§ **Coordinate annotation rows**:

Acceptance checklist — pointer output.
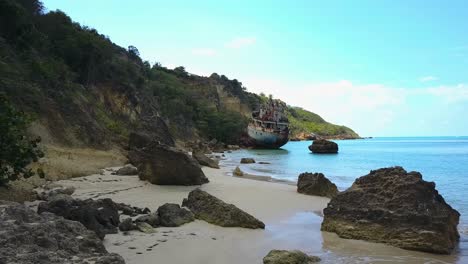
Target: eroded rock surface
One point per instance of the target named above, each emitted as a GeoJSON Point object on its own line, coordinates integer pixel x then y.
{"type": "Point", "coordinates": [289, 257]}
{"type": "Point", "coordinates": [213, 210]}
{"type": "Point", "coordinates": [323, 146]}
{"type": "Point", "coordinates": [316, 184]}
{"type": "Point", "coordinates": [29, 238]}
{"type": "Point", "coordinates": [395, 207]}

§ **PROBLEM STATEMENT**: Transcribe every line of the rows above as it appears, leaving out the pictures.

§ **EXERCISE SOLUTION**:
Acceptance checklist — pointer output.
Target: eroded rock surface
One point per instance of the target named above, each emitted as a GeoJSON Point object on its own line, coordinates integer pixel x then y.
{"type": "Point", "coordinates": [289, 257]}
{"type": "Point", "coordinates": [213, 210]}
{"type": "Point", "coordinates": [323, 146]}
{"type": "Point", "coordinates": [316, 184]}
{"type": "Point", "coordinates": [29, 238]}
{"type": "Point", "coordinates": [395, 207]}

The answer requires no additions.